» RECORDS TO USE
▬▬▬▬▬▬▬▬▬▬
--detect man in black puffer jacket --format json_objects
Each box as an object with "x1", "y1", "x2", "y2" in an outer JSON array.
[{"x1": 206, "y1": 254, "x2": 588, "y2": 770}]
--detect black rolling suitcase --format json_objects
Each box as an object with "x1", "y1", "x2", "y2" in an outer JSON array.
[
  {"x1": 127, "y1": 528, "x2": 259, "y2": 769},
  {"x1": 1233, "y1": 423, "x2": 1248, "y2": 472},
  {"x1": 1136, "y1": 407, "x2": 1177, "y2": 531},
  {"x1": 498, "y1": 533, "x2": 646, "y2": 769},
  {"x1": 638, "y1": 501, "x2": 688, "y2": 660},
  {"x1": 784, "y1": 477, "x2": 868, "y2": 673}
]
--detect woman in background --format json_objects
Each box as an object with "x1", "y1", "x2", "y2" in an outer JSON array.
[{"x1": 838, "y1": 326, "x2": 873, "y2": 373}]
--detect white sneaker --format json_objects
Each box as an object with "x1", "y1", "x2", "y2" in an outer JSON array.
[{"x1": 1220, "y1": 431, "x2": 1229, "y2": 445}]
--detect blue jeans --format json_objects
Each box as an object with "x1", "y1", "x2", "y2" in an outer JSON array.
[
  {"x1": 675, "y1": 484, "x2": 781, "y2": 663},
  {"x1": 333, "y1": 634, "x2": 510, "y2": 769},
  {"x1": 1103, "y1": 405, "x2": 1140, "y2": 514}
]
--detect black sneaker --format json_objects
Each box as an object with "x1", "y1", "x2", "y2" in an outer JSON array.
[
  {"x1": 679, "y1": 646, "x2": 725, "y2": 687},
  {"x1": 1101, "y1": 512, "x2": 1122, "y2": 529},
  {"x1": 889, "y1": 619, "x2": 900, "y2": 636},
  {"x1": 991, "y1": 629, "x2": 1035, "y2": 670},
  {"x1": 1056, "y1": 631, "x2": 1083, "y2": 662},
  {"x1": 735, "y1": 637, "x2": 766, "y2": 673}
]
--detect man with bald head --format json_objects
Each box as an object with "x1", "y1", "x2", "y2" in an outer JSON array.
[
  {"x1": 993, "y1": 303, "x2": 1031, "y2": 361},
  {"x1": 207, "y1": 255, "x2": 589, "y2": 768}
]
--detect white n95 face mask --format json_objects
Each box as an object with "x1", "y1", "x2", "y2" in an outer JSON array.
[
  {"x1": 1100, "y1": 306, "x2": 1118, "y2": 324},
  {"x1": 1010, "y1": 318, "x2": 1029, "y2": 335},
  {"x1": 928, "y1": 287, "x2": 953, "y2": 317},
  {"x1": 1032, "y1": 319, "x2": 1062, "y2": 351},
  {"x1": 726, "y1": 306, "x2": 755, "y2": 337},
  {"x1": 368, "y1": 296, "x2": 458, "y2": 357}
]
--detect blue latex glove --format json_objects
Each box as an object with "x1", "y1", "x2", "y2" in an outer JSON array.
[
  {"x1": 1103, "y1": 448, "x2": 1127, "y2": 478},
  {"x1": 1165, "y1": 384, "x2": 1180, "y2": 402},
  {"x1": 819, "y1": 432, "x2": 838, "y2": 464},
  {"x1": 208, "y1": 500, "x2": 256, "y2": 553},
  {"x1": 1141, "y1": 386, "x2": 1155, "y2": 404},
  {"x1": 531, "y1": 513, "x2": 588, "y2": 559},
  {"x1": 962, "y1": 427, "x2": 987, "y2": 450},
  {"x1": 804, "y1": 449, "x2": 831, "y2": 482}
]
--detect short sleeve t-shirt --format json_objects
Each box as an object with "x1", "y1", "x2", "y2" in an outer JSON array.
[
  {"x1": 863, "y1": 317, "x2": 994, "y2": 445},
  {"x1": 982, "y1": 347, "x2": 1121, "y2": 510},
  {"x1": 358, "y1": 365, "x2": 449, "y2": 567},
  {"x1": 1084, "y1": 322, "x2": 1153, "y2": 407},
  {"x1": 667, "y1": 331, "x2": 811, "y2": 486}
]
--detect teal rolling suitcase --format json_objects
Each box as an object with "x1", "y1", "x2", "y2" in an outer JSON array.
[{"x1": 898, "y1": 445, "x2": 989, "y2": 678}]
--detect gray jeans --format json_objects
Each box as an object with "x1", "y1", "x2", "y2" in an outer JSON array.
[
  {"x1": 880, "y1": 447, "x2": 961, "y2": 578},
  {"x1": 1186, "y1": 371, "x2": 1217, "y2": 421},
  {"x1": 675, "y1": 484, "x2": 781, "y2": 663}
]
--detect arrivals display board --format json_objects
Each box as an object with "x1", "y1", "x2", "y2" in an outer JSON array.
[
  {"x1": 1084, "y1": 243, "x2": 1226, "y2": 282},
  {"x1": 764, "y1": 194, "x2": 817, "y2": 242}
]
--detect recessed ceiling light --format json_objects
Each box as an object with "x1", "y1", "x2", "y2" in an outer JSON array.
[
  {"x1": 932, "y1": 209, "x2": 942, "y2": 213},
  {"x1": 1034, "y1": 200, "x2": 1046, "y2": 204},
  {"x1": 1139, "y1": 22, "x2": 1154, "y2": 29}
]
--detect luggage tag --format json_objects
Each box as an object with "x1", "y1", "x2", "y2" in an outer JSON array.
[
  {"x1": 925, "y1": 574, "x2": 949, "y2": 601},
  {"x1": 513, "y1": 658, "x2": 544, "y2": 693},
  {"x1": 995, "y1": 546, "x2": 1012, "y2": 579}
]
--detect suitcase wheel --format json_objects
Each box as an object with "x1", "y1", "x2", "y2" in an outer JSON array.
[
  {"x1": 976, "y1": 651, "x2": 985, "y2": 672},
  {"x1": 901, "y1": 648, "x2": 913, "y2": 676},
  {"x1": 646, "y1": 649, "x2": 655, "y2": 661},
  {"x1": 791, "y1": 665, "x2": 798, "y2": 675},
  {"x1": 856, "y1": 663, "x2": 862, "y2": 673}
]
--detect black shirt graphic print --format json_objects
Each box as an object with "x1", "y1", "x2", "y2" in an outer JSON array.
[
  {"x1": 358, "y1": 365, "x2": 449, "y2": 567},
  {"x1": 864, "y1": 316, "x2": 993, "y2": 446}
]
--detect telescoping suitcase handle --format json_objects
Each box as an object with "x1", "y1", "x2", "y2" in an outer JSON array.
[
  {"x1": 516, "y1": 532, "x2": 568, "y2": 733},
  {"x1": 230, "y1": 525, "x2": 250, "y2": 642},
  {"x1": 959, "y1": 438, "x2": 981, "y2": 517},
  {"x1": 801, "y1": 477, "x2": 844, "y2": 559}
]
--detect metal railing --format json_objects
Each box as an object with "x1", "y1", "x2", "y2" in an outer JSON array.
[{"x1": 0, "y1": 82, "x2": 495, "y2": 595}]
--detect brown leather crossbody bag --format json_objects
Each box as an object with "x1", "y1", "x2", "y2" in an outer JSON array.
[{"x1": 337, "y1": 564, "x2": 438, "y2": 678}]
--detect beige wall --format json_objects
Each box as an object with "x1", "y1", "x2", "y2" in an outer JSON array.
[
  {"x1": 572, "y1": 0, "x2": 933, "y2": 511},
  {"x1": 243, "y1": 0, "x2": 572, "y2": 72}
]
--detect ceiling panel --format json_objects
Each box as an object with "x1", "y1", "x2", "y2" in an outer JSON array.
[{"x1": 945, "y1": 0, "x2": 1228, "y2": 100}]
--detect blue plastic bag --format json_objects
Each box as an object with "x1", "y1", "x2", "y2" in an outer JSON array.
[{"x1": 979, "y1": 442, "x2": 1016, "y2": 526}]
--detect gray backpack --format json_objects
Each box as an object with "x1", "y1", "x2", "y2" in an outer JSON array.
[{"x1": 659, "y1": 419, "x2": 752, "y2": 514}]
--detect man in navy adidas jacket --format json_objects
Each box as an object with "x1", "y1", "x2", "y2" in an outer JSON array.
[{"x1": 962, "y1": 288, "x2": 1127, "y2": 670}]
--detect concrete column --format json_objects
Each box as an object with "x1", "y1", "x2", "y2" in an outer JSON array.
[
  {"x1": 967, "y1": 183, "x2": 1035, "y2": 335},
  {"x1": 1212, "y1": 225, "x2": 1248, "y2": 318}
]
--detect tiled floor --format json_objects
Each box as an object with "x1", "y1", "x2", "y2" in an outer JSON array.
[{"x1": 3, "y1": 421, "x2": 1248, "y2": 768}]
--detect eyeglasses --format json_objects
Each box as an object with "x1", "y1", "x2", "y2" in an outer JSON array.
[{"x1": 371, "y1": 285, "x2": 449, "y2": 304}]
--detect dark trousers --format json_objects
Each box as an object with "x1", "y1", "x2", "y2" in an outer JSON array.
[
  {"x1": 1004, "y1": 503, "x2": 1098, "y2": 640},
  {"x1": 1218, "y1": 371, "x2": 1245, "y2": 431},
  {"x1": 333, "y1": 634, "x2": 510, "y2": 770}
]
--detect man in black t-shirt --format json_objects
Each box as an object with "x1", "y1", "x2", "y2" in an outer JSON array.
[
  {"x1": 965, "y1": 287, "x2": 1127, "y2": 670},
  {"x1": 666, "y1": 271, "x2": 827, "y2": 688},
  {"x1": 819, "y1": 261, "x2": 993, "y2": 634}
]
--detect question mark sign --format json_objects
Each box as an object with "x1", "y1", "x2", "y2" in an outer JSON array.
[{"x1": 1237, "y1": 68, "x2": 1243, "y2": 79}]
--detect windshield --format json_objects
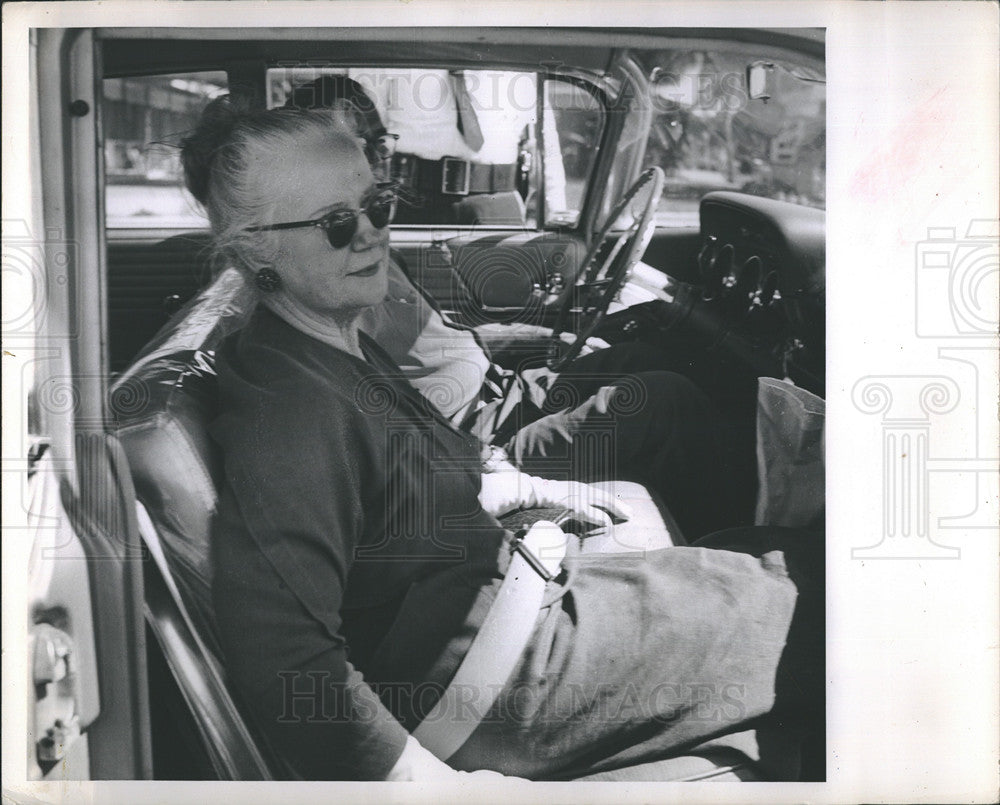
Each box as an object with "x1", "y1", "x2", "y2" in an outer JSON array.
[{"x1": 639, "y1": 49, "x2": 825, "y2": 226}]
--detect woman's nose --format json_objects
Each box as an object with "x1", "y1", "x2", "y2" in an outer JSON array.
[{"x1": 351, "y1": 211, "x2": 386, "y2": 251}]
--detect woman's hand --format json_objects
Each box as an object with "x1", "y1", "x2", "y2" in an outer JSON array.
[
  {"x1": 478, "y1": 469, "x2": 535, "y2": 518},
  {"x1": 526, "y1": 476, "x2": 633, "y2": 530},
  {"x1": 479, "y1": 470, "x2": 632, "y2": 529},
  {"x1": 385, "y1": 735, "x2": 529, "y2": 782}
]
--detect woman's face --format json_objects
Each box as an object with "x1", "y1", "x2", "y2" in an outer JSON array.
[{"x1": 257, "y1": 133, "x2": 390, "y2": 318}]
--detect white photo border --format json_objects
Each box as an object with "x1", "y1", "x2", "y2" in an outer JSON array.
[{"x1": 2, "y1": 2, "x2": 997, "y2": 803}]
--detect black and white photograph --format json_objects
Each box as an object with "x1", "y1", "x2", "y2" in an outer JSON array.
[{"x1": 2, "y1": 2, "x2": 996, "y2": 804}]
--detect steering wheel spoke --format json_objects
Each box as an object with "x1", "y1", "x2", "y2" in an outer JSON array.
[{"x1": 547, "y1": 167, "x2": 664, "y2": 370}]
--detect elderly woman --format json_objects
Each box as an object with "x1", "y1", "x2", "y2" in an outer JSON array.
[{"x1": 183, "y1": 98, "x2": 822, "y2": 782}]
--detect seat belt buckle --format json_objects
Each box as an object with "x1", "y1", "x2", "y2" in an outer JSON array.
[
  {"x1": 510, "y1": 521, "x2": 569, "y2": 582},
  {"x1": 441, "y1": 157, "x2": 471, "y2": 196}
]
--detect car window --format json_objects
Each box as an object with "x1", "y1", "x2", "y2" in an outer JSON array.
[
  {"x1": 103, "y1": 71, "x2": 227, "y2": 228},
  {"x1": 267, "y1": 67, "x2": 603, "y2": 229},
  {"x1": 641, "y1": 50, "x2": 825, "y2": 226},
  {"x1": 101, "y1": 67, "x2": 608, "y2": 232}
]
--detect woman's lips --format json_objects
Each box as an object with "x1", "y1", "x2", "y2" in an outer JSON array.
[{"x1": 347, "y1": 261, "x2": 382, "y2": 278}]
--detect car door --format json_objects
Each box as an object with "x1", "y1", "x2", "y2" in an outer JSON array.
[{"x1": 18, "y1": 28, "x2": 152, "y2": 781}]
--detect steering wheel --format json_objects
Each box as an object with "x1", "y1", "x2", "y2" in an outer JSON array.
[{"x1": 547, "y1": 166, "x2": 664, "y2": 371}]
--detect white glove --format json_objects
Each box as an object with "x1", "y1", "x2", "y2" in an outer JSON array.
[
  {"x1": 479, "y1": 471, "x2": 632, "y2": 529},
  {"x1": 384, "y1": 734, "x2": 529, "y2": 782},
  {"x1": 478, "y1": 469, "x2": 535, "y2": 518},
  {"x1": 526, "y1": 476, "x2": 633, "y2": 529}
]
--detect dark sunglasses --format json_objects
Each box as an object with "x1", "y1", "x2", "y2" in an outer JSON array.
[{"x1": 247, "y1": 185, "x2": 397, "y2": 249}]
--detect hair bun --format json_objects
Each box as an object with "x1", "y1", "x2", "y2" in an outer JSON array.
[{"x1": 181, "y1": 95, "x2": 244, "y2": 204}]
▬▬▬▬▬▬▬▬▬▬
» WHAT THE EXERCISE ASKS
Exactly as written, please transcribe the lines from the start of the records above to the line that holds "--detect black rolling", both ends included.

» FINISHED EXERCISE
--detect man in black puffer jacket --format json_objects
Each box as an object with "x1", "y1", "x2", "y2" in an outer JSON array.
[{"x1": 206, "y1": 254, "x2": 588, "y2": 770}]
--detect black rolling suitcase --format json_objects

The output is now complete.